• Task description
Copy each of the following records verbatim, keeping every line unchanged.

Bounding box annotation records:
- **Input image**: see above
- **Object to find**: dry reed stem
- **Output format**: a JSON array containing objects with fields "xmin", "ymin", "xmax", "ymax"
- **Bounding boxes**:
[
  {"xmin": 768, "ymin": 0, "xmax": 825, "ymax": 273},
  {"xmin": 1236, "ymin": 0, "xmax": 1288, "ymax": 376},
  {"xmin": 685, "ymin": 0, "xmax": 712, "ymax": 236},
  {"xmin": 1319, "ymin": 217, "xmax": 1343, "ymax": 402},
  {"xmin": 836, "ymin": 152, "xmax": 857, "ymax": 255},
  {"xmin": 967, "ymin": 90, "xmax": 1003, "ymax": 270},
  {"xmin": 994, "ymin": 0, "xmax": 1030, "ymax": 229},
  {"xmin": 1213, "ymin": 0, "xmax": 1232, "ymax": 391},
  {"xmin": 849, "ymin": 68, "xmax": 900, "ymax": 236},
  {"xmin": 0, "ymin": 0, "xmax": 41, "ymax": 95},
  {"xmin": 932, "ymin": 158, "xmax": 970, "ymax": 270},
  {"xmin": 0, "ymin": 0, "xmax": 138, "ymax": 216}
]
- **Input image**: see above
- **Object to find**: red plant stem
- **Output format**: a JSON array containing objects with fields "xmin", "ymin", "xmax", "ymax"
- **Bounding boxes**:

• Written solution
- **Input image**: see above
- **Object to find**: dry reed stem
- **Output format**: a JSON array containing objects with fields "xmin", "ymin", "xmax", "ymax"
- **Bounding boxes**:
[
  {"xmin": 768, "ymin": 0, "xmax": 825, "ymax": 273},
  {"xmin": 1236, "ymin": 0, "xmax": 1288, "ymax": 376},
  {"xmin": 685, "ymin": 0, "xmax": 712, "ymax": 236},
  {"xmin": 1319, "ymin": 217, "xmax": 1343, "ymax": 402},
  {"xmin": 836, "ymin": 152, "xmax": 857, "ymax": 255},
  {"xmin": 967, "ymin": 90, "xmax": 1003, "ymax": 270},
  {"xmin": 994, "ymin": 0, "xmax": 1030, "ymax": 229},
  {"xmin": 1213, "ymin": 0, "xmax": 1232, "ymax": 391},
  {"xmin": 849, "ymin": 68, "xmax": 900, "ymax": 236},
  {"xmin": 0, "ymin": 0, "xmax": 41, "ymax": 95},
  {"xmin": 932, "ymin": 158, "xmax": 970, "ymax": 270},
  {"xmin": 0, "ymin": 0, "xmax": 138, "ymax": 216}
]
- **Input image**: see above
- **Object to find**: red plant stem
- **Output format**: a JSON array containing objects with fields "xmin", "ymin", "xmax", "ymax"
- **Bounding boxes**:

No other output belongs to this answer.